■ **Exercise description**:
Say how many lines of these entries include the word "hard", and answer with the number alone.

** Opening Task data block **

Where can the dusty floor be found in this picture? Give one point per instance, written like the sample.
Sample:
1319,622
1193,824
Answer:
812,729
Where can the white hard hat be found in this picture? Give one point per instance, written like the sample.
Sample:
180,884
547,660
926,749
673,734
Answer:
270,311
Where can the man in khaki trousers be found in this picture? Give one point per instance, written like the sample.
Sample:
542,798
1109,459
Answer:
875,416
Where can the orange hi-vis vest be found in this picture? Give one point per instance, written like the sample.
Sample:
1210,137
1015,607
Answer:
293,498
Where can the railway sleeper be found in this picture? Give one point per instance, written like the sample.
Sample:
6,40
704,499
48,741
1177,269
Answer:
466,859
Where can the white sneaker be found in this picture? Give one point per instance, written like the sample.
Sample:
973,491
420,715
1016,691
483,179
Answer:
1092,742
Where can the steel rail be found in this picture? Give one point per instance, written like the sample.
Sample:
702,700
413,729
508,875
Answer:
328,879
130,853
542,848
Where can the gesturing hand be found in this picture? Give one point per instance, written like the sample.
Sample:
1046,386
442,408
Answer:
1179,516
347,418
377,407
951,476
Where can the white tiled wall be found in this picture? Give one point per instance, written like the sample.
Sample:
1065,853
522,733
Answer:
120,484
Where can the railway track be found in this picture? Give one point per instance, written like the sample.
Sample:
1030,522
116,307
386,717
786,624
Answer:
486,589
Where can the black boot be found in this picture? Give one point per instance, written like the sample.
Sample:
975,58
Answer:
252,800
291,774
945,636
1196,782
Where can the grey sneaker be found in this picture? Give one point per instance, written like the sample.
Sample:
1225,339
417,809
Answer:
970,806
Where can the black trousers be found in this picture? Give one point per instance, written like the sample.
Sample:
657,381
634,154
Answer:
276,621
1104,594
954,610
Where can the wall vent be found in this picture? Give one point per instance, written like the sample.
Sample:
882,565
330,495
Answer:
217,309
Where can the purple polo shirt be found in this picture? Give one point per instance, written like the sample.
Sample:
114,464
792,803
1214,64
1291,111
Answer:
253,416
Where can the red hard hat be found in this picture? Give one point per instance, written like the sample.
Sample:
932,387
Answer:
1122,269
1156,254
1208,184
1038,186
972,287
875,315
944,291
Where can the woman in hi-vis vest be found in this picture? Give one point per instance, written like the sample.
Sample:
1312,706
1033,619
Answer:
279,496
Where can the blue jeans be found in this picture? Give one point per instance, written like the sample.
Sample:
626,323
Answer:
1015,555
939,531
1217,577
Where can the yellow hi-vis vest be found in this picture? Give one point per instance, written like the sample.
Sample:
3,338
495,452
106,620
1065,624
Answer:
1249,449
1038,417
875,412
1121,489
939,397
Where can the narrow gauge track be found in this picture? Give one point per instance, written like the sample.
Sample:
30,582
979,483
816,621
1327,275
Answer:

** Closing Task data block **

■ **Problem solution**:
2